═══ DATA ENTRIES ═══

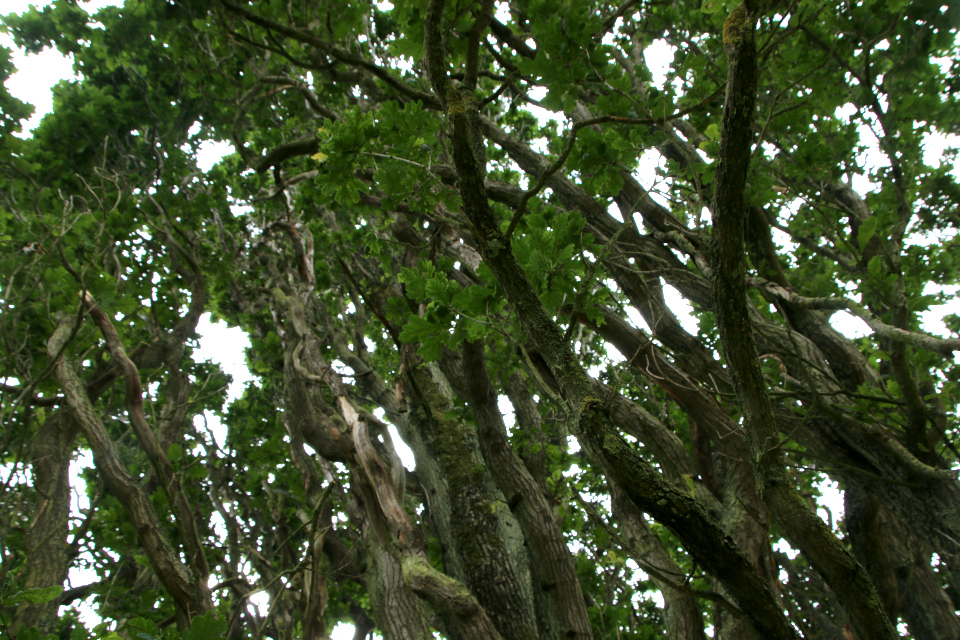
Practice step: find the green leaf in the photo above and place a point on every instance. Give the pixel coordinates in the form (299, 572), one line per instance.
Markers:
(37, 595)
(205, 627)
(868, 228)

═══
═══ DATA ENTRIES ═══

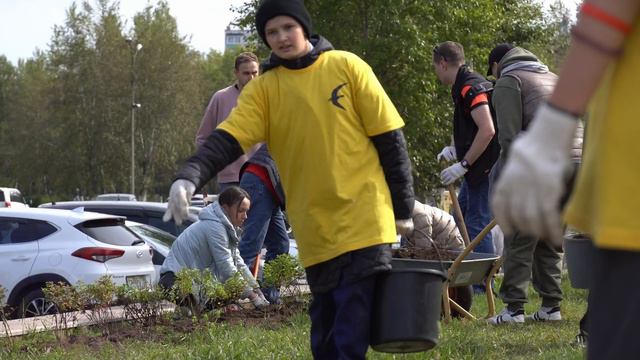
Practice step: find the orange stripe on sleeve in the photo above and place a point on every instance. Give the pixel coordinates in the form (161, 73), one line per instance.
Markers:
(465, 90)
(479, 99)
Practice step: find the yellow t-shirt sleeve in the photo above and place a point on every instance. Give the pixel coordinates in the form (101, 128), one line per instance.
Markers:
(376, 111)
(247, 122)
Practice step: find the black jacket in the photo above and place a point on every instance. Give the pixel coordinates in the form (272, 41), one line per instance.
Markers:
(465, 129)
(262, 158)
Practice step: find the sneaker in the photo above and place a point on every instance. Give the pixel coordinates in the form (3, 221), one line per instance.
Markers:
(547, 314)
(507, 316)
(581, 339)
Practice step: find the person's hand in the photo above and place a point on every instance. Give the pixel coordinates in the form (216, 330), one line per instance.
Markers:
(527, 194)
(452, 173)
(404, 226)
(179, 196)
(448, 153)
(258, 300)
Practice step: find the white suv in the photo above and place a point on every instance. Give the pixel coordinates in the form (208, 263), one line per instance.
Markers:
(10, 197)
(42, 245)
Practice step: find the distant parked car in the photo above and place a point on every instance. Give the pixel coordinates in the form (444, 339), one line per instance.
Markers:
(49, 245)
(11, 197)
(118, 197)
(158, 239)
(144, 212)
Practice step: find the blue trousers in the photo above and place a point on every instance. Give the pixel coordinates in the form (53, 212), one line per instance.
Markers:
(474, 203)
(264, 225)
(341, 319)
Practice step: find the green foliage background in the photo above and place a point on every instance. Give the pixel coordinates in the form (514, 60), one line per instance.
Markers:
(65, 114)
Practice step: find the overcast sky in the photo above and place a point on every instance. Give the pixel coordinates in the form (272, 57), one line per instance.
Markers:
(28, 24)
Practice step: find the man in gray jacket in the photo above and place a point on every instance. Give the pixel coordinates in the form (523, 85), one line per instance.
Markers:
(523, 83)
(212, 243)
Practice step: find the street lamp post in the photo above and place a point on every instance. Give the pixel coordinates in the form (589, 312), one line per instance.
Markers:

═══
═══ DATA ENTRIES ═══

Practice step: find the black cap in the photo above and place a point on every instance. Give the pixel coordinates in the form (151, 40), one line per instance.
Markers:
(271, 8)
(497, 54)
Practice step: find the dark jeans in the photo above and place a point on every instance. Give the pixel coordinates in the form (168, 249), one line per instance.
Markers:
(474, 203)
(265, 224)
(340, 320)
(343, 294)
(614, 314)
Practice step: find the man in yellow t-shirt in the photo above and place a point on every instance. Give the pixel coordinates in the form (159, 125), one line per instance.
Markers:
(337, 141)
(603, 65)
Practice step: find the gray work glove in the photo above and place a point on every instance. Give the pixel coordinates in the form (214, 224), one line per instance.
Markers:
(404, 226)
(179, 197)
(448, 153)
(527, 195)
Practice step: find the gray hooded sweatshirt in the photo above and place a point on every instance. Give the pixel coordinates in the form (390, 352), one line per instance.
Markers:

═══

• WHAT YOU NEED TO DO
Extract every line of the records above that contains the word "green". Matching is case-sensitive.

• SOLUTION
Practice step: find the green leaf in the photo above and place a point on every instance. Give the pixel coordinates in the form (299, 572), one line per instance.
Practice step: find the green foliage background in the photo above and place a point on every instance. Give the pixel coordinates in the form (514, 60), one line per instance.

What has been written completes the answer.